◆ DIRECTIONS FOR THIS TASK ◆
Looking at the records below, please work out how many lines contain the word "white" and give the number alone.

Referring expression data:
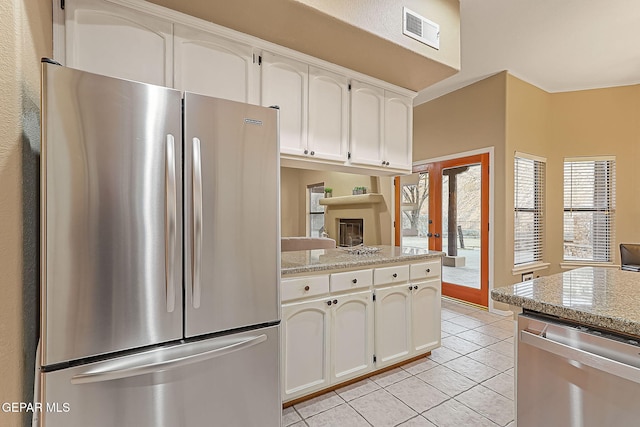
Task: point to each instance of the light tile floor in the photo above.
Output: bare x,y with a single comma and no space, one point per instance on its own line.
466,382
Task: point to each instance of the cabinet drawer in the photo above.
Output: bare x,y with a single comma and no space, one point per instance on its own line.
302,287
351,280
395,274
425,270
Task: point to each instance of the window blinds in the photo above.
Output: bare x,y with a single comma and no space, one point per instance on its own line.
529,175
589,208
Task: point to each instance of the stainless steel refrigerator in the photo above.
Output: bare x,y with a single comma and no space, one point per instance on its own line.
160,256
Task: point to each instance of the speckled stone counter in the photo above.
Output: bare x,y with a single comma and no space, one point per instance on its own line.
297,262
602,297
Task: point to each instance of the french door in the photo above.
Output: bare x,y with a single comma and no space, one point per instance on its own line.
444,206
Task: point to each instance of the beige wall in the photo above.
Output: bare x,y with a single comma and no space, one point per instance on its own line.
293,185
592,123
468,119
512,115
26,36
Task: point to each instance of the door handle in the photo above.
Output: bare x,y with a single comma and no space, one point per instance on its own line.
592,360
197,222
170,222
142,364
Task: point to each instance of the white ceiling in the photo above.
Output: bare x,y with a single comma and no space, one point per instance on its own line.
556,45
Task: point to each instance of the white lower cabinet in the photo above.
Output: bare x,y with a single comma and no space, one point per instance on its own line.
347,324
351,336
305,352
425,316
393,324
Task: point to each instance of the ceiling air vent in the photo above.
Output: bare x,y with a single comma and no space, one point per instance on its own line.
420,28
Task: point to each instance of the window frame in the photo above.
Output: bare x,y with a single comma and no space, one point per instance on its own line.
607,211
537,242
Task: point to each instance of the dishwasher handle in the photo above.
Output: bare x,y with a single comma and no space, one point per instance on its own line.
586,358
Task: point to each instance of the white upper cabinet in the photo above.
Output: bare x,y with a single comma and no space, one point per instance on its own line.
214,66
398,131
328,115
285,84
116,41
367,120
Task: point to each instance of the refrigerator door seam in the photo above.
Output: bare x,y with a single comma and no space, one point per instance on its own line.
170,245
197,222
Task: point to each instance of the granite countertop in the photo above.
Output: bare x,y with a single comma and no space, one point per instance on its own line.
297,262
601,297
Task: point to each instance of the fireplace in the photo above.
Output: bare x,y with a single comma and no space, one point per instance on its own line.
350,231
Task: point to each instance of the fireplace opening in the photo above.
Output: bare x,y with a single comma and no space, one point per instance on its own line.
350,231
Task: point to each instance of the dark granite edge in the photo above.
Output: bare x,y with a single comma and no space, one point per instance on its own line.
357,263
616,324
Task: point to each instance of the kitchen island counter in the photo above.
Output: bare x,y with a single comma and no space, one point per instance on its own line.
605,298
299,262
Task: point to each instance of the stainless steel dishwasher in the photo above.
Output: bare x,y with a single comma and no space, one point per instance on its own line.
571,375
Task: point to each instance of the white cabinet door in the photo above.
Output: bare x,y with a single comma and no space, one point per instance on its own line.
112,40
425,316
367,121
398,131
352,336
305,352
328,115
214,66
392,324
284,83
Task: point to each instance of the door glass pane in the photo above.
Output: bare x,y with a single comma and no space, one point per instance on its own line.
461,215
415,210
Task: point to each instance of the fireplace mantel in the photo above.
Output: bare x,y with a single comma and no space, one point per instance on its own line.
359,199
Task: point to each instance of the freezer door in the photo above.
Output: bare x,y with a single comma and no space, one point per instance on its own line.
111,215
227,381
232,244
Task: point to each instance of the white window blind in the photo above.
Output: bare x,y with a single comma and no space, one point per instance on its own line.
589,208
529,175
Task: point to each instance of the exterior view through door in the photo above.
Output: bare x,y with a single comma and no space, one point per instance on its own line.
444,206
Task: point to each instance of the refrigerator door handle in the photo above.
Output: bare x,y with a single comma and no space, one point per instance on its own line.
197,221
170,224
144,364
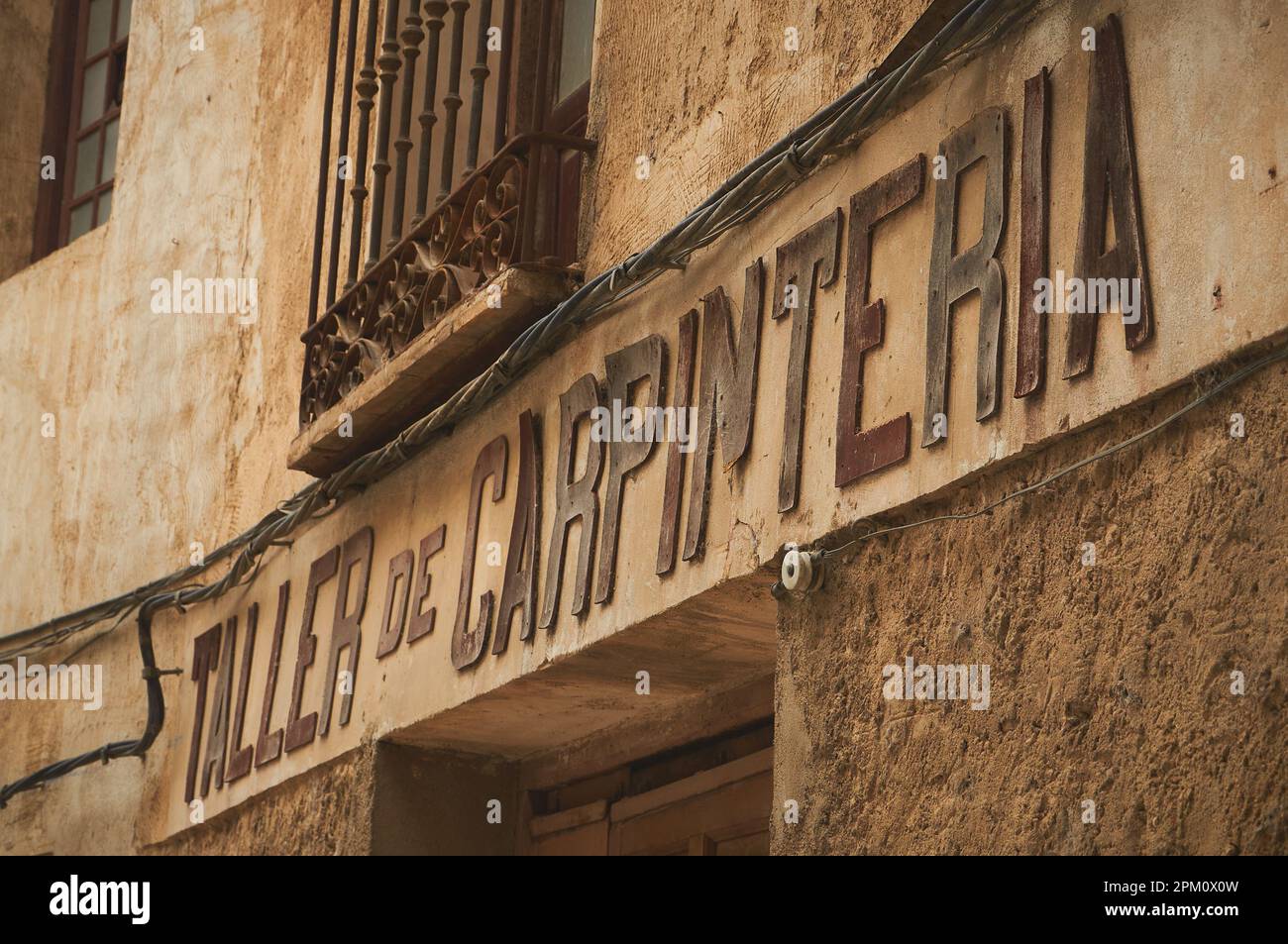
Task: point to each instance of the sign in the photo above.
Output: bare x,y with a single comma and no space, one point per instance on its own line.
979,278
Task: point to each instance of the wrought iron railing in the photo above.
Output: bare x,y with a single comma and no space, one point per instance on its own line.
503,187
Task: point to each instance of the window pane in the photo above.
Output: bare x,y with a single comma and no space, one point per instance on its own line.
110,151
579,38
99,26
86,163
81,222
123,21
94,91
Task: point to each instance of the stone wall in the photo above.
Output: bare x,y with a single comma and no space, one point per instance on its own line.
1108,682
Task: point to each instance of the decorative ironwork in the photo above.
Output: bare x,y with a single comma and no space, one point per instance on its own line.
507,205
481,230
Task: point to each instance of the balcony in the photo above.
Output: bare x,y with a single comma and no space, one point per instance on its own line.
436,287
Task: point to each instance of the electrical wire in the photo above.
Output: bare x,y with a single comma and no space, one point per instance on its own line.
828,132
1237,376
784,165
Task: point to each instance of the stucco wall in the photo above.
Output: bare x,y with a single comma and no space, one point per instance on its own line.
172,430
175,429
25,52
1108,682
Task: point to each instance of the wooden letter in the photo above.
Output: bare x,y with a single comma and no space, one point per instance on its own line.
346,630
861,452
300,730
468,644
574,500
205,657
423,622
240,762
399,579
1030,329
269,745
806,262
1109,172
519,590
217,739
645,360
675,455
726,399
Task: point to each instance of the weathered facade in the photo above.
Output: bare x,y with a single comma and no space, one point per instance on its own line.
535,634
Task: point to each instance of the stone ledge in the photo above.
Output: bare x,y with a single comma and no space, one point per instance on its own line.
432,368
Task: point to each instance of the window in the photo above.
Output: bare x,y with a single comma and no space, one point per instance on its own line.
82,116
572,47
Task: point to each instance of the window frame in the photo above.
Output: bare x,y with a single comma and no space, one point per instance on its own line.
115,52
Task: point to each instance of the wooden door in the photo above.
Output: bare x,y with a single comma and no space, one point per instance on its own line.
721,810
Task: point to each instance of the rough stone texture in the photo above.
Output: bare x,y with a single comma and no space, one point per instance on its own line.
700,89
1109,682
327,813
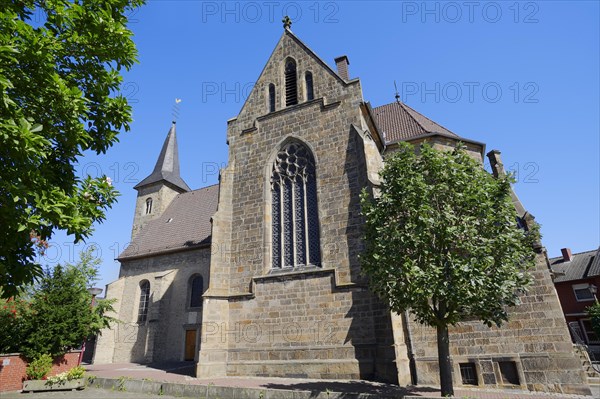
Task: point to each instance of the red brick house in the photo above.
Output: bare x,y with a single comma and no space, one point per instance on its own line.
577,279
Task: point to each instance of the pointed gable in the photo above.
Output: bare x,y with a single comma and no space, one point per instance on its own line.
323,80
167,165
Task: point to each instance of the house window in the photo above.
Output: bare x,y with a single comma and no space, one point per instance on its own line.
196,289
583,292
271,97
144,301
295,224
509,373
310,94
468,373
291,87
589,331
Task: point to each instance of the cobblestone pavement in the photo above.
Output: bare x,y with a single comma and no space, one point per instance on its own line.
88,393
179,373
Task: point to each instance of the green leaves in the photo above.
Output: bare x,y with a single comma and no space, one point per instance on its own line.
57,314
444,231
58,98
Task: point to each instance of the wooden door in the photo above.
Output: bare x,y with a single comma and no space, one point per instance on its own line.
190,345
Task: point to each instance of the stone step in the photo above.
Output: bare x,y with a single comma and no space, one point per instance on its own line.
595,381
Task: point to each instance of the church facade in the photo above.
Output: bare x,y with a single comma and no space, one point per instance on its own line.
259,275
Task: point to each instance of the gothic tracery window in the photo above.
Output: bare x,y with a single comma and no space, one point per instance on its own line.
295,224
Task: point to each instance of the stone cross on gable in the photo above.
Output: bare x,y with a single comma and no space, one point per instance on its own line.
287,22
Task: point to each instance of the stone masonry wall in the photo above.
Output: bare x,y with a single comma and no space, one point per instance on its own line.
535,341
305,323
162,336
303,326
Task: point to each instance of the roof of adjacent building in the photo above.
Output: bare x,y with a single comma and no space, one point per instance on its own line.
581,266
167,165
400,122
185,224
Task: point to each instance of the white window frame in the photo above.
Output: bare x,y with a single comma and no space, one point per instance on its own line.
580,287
...
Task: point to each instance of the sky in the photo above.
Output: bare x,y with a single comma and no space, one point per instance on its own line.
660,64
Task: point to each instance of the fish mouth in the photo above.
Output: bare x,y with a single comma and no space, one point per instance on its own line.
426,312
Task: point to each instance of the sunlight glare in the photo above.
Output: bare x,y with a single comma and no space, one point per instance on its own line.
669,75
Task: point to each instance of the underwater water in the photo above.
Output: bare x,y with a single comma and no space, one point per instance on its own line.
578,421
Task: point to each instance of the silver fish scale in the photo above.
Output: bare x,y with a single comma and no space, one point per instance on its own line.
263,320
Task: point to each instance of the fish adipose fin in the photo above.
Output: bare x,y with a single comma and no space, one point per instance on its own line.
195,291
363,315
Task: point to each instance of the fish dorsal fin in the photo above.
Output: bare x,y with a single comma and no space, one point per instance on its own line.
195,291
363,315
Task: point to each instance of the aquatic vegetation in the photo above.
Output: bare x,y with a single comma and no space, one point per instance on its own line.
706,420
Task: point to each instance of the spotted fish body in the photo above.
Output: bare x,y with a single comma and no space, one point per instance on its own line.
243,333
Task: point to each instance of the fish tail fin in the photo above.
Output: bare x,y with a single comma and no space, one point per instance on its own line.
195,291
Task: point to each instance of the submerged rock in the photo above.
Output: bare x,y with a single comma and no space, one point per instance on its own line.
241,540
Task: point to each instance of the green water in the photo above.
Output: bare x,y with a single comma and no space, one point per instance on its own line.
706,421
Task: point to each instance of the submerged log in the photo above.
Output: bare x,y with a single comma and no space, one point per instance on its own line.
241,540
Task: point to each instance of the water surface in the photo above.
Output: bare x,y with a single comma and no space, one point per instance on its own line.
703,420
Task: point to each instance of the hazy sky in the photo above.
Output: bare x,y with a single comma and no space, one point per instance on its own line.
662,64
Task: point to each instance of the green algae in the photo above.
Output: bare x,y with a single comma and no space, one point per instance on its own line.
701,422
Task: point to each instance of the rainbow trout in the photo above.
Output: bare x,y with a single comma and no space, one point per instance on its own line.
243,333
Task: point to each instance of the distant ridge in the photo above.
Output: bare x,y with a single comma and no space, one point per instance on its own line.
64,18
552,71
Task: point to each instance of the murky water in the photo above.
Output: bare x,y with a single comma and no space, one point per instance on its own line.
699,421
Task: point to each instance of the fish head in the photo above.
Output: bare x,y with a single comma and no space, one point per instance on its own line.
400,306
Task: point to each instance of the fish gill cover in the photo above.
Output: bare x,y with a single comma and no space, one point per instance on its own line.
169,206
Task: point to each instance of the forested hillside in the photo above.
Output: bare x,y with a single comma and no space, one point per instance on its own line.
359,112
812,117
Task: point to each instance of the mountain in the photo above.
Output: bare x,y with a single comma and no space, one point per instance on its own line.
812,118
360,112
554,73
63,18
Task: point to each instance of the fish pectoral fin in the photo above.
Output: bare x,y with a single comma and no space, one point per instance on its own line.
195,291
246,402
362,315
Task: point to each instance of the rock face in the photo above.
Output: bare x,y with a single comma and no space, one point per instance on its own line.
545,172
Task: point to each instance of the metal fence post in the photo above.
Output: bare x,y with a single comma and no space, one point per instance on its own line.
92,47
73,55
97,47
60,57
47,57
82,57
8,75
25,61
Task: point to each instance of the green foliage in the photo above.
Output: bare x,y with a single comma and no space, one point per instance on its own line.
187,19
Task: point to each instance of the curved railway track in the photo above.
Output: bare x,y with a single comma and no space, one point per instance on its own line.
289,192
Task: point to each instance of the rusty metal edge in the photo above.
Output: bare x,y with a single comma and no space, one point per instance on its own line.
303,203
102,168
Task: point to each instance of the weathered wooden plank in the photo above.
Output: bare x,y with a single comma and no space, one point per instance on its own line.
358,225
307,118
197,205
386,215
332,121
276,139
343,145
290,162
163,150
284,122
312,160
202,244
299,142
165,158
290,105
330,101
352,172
==
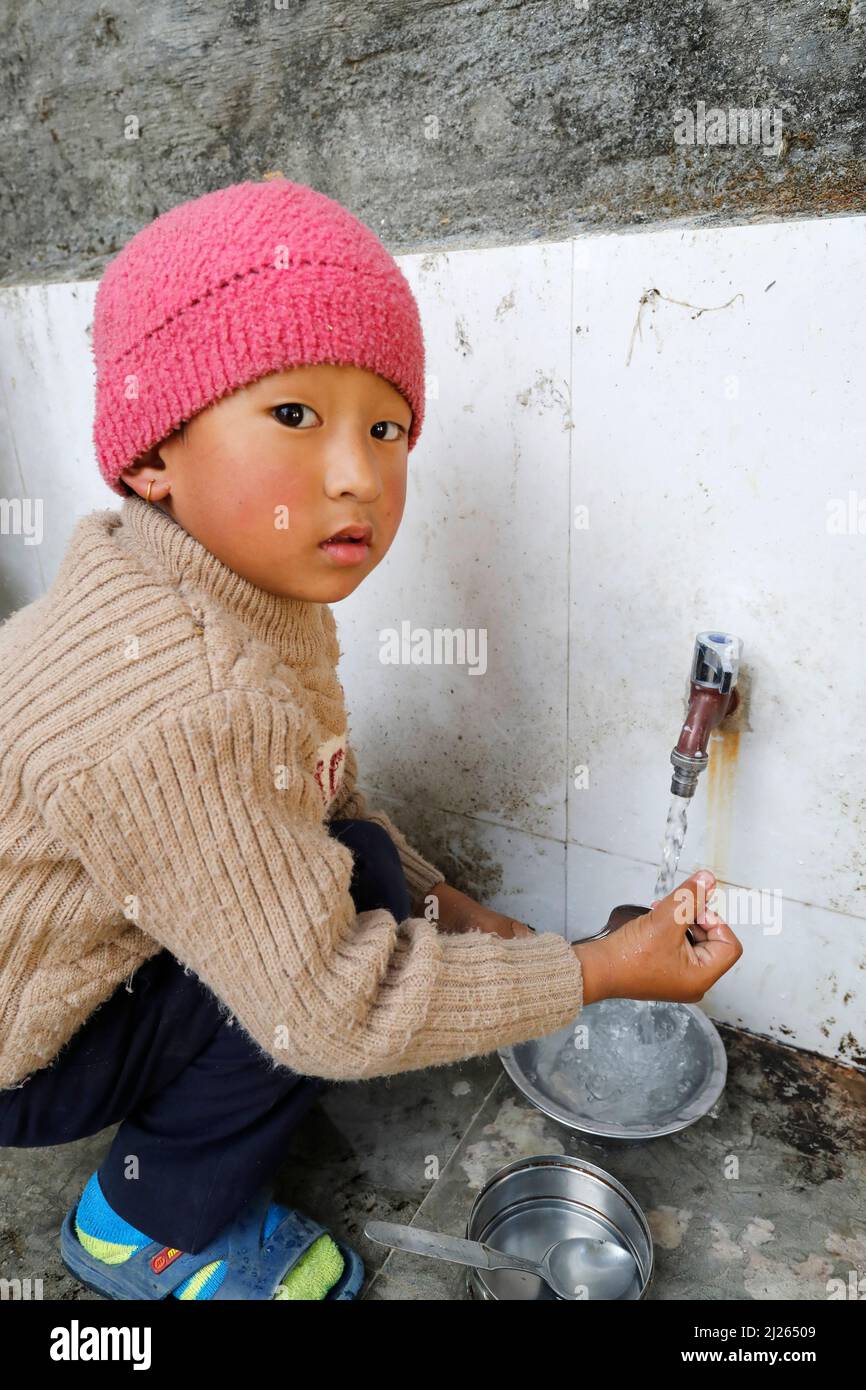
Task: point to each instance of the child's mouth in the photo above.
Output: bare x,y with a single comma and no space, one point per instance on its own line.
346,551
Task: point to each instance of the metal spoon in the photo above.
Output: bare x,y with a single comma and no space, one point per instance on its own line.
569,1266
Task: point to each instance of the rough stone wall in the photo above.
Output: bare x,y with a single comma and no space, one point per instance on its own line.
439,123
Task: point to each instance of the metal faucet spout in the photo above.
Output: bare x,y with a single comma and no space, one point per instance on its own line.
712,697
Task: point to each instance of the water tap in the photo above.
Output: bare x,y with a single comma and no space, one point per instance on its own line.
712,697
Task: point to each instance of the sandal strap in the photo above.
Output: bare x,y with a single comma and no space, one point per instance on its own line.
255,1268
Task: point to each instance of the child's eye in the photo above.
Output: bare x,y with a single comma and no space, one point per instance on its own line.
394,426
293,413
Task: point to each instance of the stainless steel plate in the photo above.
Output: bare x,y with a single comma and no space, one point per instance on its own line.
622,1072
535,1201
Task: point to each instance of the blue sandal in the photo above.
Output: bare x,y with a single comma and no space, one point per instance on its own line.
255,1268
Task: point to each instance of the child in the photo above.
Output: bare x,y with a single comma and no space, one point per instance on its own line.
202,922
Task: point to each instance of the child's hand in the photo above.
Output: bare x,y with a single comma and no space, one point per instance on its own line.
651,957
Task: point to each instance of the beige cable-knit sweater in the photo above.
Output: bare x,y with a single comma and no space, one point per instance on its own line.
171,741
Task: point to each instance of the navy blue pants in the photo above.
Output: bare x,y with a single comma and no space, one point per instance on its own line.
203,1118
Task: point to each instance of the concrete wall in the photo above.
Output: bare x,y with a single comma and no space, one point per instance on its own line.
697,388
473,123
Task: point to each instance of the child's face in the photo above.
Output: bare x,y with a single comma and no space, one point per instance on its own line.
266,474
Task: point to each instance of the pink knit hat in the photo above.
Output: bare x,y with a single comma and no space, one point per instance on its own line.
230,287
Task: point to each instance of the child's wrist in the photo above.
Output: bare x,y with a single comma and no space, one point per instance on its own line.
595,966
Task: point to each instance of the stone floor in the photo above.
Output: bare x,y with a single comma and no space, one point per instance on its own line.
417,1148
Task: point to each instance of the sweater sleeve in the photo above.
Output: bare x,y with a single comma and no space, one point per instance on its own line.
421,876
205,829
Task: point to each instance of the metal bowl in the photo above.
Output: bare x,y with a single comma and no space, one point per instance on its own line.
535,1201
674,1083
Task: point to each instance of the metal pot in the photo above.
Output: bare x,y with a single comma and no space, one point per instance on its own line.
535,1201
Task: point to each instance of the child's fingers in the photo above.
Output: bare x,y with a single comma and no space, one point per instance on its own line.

◆ ANSWER SECTION ◆
6